● Entries provided:
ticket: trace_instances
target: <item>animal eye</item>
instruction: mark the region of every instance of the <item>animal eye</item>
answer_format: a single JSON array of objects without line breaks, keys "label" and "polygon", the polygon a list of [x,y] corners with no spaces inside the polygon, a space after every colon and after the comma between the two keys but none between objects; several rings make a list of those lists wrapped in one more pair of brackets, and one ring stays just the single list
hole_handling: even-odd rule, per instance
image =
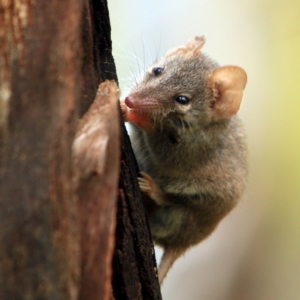
[{"label": "animal eye", "polygon": [[158,76],[160,75],[162,72],[163,72],[164,68],[153,68],[152,69],[152,73],[155,75],[155,76]]},{"label": "animal eye", "polygon": [[179,104],[185,105],[188,104],[190,100],[186,96],[178,96],[175,98],[175,101]]}]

● Job: Return each line from the material above exactly, but not the pictures.

● Written answer:
ticket: trace_instances
target: <item>animal eye</item>
instruction: mark the region of every instance of the <item>animal eye</item>
answer_format: a single JSON array of objects without line breaks, keys "label" and "polygon", the polygon a list of [x,y] corners with no spaces inside the polygon, a space after every colon and after the comma between the two keys but none between objects; several rings make a list of those lists wrapped in one more pair of brackets, and one ring stays just the single list
hole_handling: even-odd rule, per instance
image =
[{"label": "animal eye", "polygon": [[158,76],[160,75],[162,72],[163,72],[164,68],[153,68],[152,69],[152,73],[155,75],[155,76]]},{"label": "animal eye", "polygon": [[179,104],[185,105],[188,104],[190,100],[186,96],[178,96],[175,98],[175,101]]}]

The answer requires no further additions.